▸ Passage:
- Again, an unanswerable question. Why do you think our world is so easily compressible into beautiful equations? - Yeah, I mean, like I just hinted at, I don't know if there's an answer to that question. There could be. - What would an answer look like? - Well, an answer could look like if you showed that there was something about our world that maximized something, you know, the mean of the simplicity and the powerfulness of the laws of physics, or, you know, maybe we're just generic, maybe in a set of all possible worlds, this is what the world would look like, right?

Like, I don't really know. I tend to think not. I tend to think that there is something specific and rock bottom about the facts of our world that don't have further explanation. Like the fact that the world exists at all, and furthermore, the specific laws of physics that we have.

I think that in some sense, we're just gonna, at some level, we're gonna say, and that's how it is, and, you know, we can't explain anything more. I don't know how, if we're anywhere close to that right now, but that seems plausible to me. - And speaking of rock bottom, one of the things sort of your book kind of reminded me or revealed to me is that what's fundamental and what's emergent, it just feels like I don't even know anymore what's fundamental in physics, if there's anything.

▸ Given information:
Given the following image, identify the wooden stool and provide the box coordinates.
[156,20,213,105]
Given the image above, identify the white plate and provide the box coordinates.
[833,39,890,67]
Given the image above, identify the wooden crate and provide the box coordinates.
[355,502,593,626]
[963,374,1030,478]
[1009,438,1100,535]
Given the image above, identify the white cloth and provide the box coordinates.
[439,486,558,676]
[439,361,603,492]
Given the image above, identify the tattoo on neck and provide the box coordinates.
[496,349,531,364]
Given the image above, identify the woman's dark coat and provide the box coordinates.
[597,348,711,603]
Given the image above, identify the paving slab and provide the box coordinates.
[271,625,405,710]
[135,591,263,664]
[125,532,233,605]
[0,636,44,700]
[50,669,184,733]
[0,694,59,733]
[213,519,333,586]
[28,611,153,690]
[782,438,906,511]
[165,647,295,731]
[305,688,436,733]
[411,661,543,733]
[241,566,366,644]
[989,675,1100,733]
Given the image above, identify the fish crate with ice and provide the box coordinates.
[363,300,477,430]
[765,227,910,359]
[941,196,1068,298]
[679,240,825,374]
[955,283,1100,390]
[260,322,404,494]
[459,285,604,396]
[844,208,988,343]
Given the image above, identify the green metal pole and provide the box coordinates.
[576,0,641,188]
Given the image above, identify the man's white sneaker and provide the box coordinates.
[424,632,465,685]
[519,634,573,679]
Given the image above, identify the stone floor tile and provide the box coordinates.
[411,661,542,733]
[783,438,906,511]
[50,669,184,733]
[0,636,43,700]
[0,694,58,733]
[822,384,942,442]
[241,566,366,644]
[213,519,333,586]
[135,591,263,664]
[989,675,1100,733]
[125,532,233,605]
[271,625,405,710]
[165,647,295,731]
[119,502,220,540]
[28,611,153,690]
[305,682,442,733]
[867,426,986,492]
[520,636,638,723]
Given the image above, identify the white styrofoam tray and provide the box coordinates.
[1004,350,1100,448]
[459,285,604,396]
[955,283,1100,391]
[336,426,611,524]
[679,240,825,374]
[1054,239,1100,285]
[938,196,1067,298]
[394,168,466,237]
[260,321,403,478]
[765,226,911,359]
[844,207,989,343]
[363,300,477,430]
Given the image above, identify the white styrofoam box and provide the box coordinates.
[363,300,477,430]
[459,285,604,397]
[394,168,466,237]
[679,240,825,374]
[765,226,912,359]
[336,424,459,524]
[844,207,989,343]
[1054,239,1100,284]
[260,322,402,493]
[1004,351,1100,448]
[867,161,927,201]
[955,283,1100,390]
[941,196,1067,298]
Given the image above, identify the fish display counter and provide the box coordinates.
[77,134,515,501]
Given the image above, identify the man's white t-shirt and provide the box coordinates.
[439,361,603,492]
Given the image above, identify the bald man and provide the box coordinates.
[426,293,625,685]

▸ Task requirements:
Using the conversation about why the world fits into equations, answer these questions:
1. What two qualities of the laws of physics are named as something our world might maximize the mean of?
2. What is given as the first example of a fact about our world that may have no further explanation?
3. According to the last remark, what is no longer clear in physics?

▸ Answer area:
1. Simplicity and powerfulness.
2. The fact that the world exists at all.
3. What is fundamental in physics, if anything is.